_The problem:_ Retype every one of the following lines character for character, changing nothing.

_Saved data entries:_
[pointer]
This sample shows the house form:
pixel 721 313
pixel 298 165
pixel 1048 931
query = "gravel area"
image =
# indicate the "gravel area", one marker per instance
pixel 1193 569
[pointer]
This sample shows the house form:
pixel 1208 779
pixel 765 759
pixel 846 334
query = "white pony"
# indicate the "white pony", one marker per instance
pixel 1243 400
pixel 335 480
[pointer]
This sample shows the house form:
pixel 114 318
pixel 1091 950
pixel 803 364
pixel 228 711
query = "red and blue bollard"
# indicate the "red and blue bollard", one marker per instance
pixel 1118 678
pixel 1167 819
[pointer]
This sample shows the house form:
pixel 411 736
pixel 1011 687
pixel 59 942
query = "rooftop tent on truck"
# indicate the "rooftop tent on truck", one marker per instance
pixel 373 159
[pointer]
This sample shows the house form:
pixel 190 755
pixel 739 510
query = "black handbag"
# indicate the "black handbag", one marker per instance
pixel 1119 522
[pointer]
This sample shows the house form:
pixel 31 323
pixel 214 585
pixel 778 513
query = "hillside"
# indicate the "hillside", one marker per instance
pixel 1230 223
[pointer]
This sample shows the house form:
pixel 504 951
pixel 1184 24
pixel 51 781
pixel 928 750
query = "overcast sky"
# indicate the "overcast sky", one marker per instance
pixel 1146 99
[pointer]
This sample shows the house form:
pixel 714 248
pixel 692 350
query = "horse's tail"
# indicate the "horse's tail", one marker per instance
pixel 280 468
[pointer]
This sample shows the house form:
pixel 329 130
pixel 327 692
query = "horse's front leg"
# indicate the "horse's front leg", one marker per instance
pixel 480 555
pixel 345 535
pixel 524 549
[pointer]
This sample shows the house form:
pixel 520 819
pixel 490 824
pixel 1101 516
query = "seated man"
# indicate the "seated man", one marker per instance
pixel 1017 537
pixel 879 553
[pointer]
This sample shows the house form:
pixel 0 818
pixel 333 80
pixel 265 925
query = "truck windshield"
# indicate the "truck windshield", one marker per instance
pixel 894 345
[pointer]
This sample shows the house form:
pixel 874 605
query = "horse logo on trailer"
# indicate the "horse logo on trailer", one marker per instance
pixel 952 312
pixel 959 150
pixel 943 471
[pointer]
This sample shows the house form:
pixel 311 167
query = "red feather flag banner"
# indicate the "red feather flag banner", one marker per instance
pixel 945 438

_Solution:_
[pointer]
This sample shows the house form:
pixel 721 313
pixel 298 165
pixel 1048 931
query = "gravel area"
image =
# indicate the "gravel area", one marker per instance
pixel 1193 569
[pointer]
This sample shows the house form:
pixel 1208 779
pixel 765 759
pixel 846 334
query = "white pony"
# indicate the "white pony", one marker per instance
pixel 1243 400
pixel 335 480
[pointer]
This sample shows the house form:
pixel 114 318
pixel 1091 950
pixel 803 364
pixel 228 711
query = "red and blue bollard"
# indicate the "red and blue bollard", one marker per instance
pixel 1118 678
pixel 1167 819
[pointer]
This sample shows the house form:
pixel 411 736
pixel 1011 687
pixel 59 942
query = "rooftop tent on truck"
# indicate the "rooftop tent on truck", one marker per instance
pixel 373 159
[pointer]
This sample shows the house form:
pixel 190 755
pixel 739 510
query = "black handbag"
# indicate the "black handbag", one marker per instance
pixel 1119 522
[pointer]
This sample shows the house form:
pixel 31 323
pixel 214 585
pixel 778 513
query = "hillside"
# indicate the "hillside", one marker per instance
pixel 1230 223
[pointer]
This sample shows the house form:
pixel 504 951
pixel 1184 24
pixel 51 781
pixel 928 750
query = "overcast sky"
# indicate the "overcast sky", one marker per instance
pixel 1146 99
[pointer]
This sample shows the house form:
pixel 714 248
pixel 692 350
query = "horse's tail"
# indicate the "horse's tail", one marker per instance
pixel 280 468
[pointer]
This sample shows the house form:
pixel 329 130
pixel 327 692
query = "horse's front leg"
# indicate the "horse's front leg", one marker per instance
pixel 480 555
pixel 345 535
pixel 524 549
[pointer]
This sample shows the house form:
pixel 520 819
pixel 490 824
pixel 1101 516
query = "seated man"
# indicate the "seated man", one marker per instance
pixel 1017 537
pixel 879 553
[pointer]
This sample shows the house form:
pixel 0 818
pixel 333 80
pixel 265 925
query = "truck windshield"
# indicate the "truck windshield", one marker per instance
pixel 894 345
[pointer]
This sample shows the house form:
pixel 874 605
query = "horse logo on trailer"
# indicate the "horse logo on trailer", one marker per instance
pixel 952 312
pixel 959 150
pixel 943 471
[pointer]
This sample shows the house form:
pixel 311 167
query = "red feather flag banner"
# indicate the "red feather flag banner", one marker per instance
pixel 945 438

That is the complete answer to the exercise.